▶ _Reading passage_
_ _ _ _ _

Stanisław Domaniewski (died 1677) was a Roman Catholic prelate who served as Auxiliary Bishop of Włocławek (1653–1677) and Titular Bishop of Margarita (1653–1677).

Biography
On 9 Jun 1653, Stanisław Domaniewski was appointed during the papacy of Pope Innocent X as Auxiliary Bishop of Włocławek and Titular Bishop of Margarita.
On 15 Feb 1654, he was consecrated bishop by Pietro Vidoni, Bishop of Lodi, with Stanisław Jacek Święcicki, Auxiliary Bishop of Žemaičiai and Titular Bishop of Spiga, and Jan Rakowski, Auxiliary Bishop of Chelmno and Titular Bishop of Orthosias in Caria, serving as co-consecrators.

_ _ _ _ _

▶ _Data excerpts_
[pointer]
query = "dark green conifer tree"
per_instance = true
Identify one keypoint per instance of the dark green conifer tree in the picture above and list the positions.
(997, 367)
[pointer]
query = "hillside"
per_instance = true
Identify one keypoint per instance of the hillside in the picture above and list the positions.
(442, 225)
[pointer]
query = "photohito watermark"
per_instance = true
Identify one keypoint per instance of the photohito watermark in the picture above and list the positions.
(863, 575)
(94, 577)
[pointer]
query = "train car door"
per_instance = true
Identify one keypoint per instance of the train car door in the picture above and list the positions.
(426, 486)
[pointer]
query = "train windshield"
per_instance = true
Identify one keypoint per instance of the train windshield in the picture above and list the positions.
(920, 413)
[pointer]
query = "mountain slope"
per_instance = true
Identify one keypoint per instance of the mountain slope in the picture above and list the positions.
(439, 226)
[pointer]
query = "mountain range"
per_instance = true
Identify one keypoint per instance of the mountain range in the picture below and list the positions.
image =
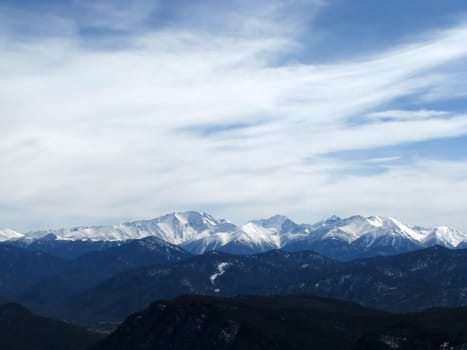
(198, 232)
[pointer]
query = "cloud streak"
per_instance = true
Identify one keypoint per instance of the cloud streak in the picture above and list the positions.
(189, 116)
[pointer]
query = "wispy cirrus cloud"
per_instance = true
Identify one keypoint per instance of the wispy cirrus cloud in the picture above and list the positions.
(187, 115)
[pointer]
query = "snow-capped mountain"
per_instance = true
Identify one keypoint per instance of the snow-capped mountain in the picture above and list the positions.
(198, 232)
(7, 234)
(175, 228)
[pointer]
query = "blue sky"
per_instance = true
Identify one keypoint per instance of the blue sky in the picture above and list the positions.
(118, 110)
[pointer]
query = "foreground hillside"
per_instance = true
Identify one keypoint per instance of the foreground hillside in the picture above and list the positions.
(433, 277)
(299, 322)
(22, 330)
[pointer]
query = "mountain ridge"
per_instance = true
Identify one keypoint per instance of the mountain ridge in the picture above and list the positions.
(198, 232)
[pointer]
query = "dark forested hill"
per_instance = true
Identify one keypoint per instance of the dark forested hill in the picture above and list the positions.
(288, 322)
(22, 330)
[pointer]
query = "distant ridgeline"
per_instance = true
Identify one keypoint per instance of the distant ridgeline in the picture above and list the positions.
(97, 276)
(198, 232)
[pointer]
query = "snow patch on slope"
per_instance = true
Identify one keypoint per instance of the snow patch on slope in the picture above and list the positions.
(6, 234)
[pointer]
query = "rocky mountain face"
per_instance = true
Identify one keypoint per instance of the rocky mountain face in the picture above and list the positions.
(197, 232)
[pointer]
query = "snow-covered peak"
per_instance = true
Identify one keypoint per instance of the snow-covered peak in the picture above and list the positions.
(446, 236)
(174, 228)
(353, 228)
(6, 234)
(278, 223)
(199, 232)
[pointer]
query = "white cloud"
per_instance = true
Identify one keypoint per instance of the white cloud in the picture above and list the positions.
(91, 135)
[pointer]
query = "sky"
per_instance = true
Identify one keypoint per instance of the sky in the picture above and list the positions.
(113, 111)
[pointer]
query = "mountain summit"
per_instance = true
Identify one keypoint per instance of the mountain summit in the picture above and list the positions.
(198, 232)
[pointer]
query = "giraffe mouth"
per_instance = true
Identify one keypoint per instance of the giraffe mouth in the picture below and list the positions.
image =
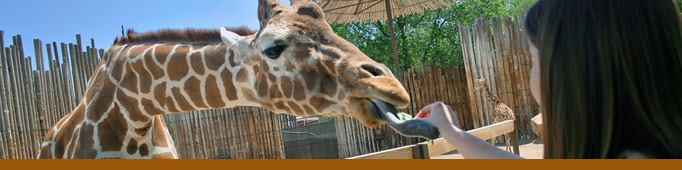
(410, 128)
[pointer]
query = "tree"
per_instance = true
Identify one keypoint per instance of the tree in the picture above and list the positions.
(431, 38)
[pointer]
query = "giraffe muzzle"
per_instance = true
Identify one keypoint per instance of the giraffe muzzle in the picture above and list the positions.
(410, 128)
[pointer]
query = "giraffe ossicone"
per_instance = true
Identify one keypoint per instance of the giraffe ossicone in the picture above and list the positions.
(295, 64)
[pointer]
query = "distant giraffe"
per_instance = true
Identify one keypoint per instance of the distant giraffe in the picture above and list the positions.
(294, 65)
(501, 113)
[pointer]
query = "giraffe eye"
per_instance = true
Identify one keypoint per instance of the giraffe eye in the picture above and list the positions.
(275, 52)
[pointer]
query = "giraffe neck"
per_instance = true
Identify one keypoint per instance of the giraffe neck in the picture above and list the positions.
(120, 115)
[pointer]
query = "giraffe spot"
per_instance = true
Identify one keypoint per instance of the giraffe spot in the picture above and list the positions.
(86, 146)
(150, 108)
(230, 89)
(132, 147)
(193, 89)
(143, 131)
(184, 105)
(165, 155)
(308, 110)
(145, 77)
(138, 50)
(130, 79)
(156, 71)
(299, 90)
(197, 63)
(282, 106)
(163, 52)
(103, 96)
(296, 109)
(131, 106)
(262, 86)
(232, 61)
(328, 86)
(249, 95)
(112, 131)
(215, 100)
(243, 76)
(215, 58)
(177, 65)
(64, 135)
(320, 103)
(287, 86)
(159, 133)
(274, 92)
(144, 150)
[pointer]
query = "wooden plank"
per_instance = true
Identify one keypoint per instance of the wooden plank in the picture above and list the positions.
(440, 146)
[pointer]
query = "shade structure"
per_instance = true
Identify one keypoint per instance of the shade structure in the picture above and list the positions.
(350, 11)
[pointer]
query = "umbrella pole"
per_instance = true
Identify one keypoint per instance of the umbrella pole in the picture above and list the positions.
(389, 14)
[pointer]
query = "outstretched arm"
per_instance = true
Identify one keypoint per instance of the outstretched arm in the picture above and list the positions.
(470, 146)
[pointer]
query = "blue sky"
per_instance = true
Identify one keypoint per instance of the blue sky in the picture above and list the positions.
(60, 20)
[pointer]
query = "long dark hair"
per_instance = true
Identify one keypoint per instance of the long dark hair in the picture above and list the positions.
(611, 77)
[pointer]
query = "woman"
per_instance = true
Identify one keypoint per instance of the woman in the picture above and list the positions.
(608, 77)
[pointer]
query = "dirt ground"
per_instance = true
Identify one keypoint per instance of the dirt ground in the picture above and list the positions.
(529, 149)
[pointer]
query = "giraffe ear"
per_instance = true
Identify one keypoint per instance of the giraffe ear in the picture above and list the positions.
(230, 38)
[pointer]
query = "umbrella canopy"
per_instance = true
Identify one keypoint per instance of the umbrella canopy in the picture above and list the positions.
(349, 11)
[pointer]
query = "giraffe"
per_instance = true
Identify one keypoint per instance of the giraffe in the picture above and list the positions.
(294, 64)
(501, 112)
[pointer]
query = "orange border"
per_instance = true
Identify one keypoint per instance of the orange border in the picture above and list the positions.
(340, 164)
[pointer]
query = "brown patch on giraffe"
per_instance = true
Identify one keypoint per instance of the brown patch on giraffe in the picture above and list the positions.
(295, 108)
(154, 69)
(165, 155)
(130, 79)
(282, 106)
(184, 105)
(320, 103)
(144, 150)
(274, 92)
(287, 86)
(143, 131)
(138, 50)
(231, 59)
(249, 95)
(132, 147)
(213, 96)
(145, 77)
(230, 89)
(193, 89)
(159, 133)
(308, 110)
(197, 63)
(243, 76)
(65, 136)
(176, 35)
(162, 52)
(299, 90)
(150, 108)
(262, 86)
(215, 58)
(101, 90)
(112, 131)
(86, 147)
(131, 106)
(178, 66)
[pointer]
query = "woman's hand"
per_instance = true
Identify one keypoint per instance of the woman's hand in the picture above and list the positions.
(440, 115)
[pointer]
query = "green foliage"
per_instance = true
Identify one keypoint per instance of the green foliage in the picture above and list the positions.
(431, 38)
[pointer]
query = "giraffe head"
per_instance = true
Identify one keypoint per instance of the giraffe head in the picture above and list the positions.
(480, 83)
(298, 65)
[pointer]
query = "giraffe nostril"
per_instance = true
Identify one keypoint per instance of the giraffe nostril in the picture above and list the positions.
(375, 71)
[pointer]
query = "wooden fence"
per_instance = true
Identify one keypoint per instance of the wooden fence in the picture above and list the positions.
(34, 99)
(497, 50)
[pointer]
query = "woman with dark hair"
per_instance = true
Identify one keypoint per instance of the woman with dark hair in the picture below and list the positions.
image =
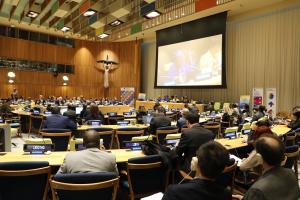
(260, 113)
(84, 111)
(254, 159)
(295, 123)
(95, 114)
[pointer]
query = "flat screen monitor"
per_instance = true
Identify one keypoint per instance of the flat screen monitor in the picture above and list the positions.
(172, 142)
(36, 112)
(230, 135)
(123, 123)
(78, 110)
(134, 146)
(127, 114)
(246, 131)
(79, 147)
(38, 148)
(63, 110)
(112, 114)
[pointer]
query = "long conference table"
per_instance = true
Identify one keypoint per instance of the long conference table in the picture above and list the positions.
(122, 155)
(149, 105)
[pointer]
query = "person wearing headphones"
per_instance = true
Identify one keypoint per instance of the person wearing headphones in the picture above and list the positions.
(295, 123)
(210, 161)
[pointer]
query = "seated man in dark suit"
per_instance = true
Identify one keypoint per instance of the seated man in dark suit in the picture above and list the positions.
(71, 113)
(191, 139)
(159, 120)
(276, 183)
(211, 160)
(92, 159)
(57, 121)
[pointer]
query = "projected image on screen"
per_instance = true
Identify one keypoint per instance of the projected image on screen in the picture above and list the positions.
(191, 63)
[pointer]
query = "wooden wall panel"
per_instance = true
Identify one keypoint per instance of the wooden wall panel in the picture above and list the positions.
(87, 79)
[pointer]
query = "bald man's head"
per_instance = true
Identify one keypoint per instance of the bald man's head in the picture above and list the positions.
(91, 139)
(271, 148)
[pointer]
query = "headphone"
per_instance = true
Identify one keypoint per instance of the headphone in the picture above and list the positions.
(194, 164)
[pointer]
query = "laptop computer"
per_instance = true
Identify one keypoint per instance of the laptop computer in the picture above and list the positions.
(112, 114)
(38, 148)
(36, 112)
(79, 147)
(78, 110)
(172, 142)
(147, 119)
(127, 114)
(134, 146)
(94, 122)
(246, 131)
(123, 123)
(230, 135)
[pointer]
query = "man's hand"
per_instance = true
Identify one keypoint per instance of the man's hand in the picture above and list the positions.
(237, 197)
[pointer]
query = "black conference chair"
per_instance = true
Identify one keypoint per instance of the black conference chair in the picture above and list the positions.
(215, 128)
(146, 176)
(292, 154)
(60, 138)
(91, 122)
(290, 138)
(162, 132)
(24, 180)
(107, 134)
(126, 134)
(227, 177)
(79, 186)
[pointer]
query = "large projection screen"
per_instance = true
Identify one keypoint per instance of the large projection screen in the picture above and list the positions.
(192, 54)
(191, 63)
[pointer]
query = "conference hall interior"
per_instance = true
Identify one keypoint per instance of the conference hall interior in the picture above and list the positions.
(149, 99)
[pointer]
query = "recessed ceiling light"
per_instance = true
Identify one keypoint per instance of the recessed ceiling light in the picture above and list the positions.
(32, 14)
(89, 13)
(103, 35)
(65, 29)
(11, 74)
(152, 14)
(116, 23)
(65, 78)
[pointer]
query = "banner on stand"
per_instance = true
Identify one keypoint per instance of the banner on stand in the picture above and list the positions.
(244, 99)
(271, 101)
(257, 97)
(127, 95)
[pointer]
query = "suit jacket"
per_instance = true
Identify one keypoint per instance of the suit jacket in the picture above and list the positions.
(89, 160)
(59, 122)
(197, 189)
(158, 122)
(71, 114)
(294, 124)
(275, 184)
(191, 139)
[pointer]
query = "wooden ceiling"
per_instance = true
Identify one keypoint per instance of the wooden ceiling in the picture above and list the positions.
(52, 15)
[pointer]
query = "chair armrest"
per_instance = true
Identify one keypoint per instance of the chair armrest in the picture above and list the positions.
(123, 172)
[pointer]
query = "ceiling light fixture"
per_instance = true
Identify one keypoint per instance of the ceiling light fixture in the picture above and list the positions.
(89, 13)
(116, 23)
(32, 14)
(65, 29)
(11, 74)
(65, 78)
(152, 14)
(103, 35)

_ _ _ _ _

▶ _Set problem A_
Echo the passage on Stanisław Domaniewski word for word, starting with "Stanisław Domaniewski (died" and going on through "of Margarita (1653–1677).".
▶ _Set problem B_
According to the passage on Stanisław Domaniewski, who consecrated him as bishop?

▶ _Task result A_
Stanisław Domaniewski (died 1677) was a Roman Catholic prelate who served as Auxiliary Bishop of Włocławek (1653–1677) and Titular Bishop of Margarita (1653–1677).

▶ _Task result B_
Pietro Vidoni, Bishop of Lodi